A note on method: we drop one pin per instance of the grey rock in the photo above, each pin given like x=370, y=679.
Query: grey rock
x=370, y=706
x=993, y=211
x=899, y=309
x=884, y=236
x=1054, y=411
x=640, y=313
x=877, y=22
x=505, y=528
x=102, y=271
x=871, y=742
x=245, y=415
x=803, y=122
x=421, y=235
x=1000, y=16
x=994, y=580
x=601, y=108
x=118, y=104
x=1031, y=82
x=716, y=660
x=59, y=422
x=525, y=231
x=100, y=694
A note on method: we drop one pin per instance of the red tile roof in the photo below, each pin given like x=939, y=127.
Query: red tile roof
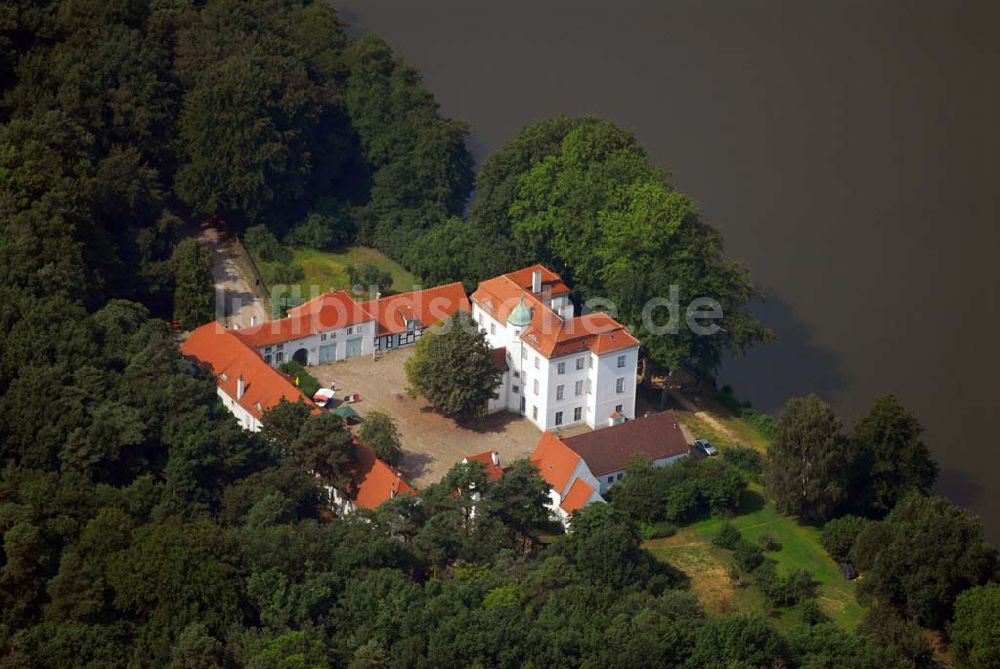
x=329, y=311
x=577, y=496
x=609, y=449
x=375, y=481
x=549, y=333
x=555, y=461
x=428, y=306
x=494, y=471
x=227, y=355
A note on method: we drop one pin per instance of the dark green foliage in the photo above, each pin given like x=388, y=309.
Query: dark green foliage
x=768, y=543
x=811, y=461
x=840, y=534
x=738, y=641
x=681, y=492
x=727, y=537
x=746, y=459
x=975, y=634
x=748, y=556
x=262, y=243
x=369, y=276
x=918, y=560
x=300, y=377
x=194, y=290
x=892, y=458
x=378, y=430
x=452, y=368
x=784, y=589
x=658, y=530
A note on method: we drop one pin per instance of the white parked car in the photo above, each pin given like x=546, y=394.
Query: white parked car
x=706, y=447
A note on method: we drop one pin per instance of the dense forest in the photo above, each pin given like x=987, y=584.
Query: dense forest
x=140, y=526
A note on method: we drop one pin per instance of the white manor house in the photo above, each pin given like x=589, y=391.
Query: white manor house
x=560, y=370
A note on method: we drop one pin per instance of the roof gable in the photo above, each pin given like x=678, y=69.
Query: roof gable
x=610, y=449
x=428, y=307
x=230, y=358
x=555, y=461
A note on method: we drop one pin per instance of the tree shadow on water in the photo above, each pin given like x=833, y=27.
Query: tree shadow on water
x=793, y=366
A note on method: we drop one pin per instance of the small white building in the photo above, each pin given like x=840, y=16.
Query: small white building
x=328, y=328
x=562, y=369
x=580, y=469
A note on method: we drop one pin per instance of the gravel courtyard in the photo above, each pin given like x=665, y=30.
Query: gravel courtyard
x=432, y=443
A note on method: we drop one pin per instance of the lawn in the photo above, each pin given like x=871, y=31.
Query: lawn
x=325, y=270
x=691, y=550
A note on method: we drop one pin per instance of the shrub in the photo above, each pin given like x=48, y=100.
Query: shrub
x=727, y=537
x=660, y=530
x=811, y=613
x=261, y=242
x=745, y=458
x=748, y=556
x=769, y=543
x=840, y=534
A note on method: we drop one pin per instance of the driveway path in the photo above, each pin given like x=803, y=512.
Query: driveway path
x=241, y=306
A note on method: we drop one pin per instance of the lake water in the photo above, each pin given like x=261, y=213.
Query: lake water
x=847, y=150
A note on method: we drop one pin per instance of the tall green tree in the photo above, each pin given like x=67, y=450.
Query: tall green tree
x=452, y=368
x=810, y=463
x=892, y=458
x=922, y=556
x=975, y=633
x=194, y=290
x=582, y=196
x=378, y=430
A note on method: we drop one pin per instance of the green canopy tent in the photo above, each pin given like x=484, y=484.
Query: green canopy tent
x=348, y=414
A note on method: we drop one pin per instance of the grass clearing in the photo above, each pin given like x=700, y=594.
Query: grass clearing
x=691, y=550
x=325, y=270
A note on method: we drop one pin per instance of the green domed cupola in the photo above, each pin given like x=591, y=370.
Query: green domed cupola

---

## Consignes et exigences:
Recopiez à l'identique les lignes du matériel, en commençant par celle qui contient « like x=67, y=450. » et en terminant par la dernière ligne du matériel, ces deux lignes comprises.

## Réponse complète:
A note on method: we drop one pin per instance of the tall green tree in the photo above, each pin given like x=67, y=450.
Query: tall green tree
x=452, y=368
x=810, y=463
x=892, y=458
x=922, y=556
x=975, y=633
x=194, y=290
x=582, y=196
x=378, y=430
A note on method: we drop one pin per instance of the green canopy tent in the photo above, each pin given like x=484, y=484.
Query: green canopy tent
x=348, y=414
A note on method: we drop one pin per instance of the grass clearing in the photo above, each pin given like x=700, y=594.
Query: grass clearing
x=691, y=550
x=325, y=270
A note on method: we drop one pin per instance of the green domed cupola in the photo above, each pin given like x=591, y=370.
Query: green domed cupola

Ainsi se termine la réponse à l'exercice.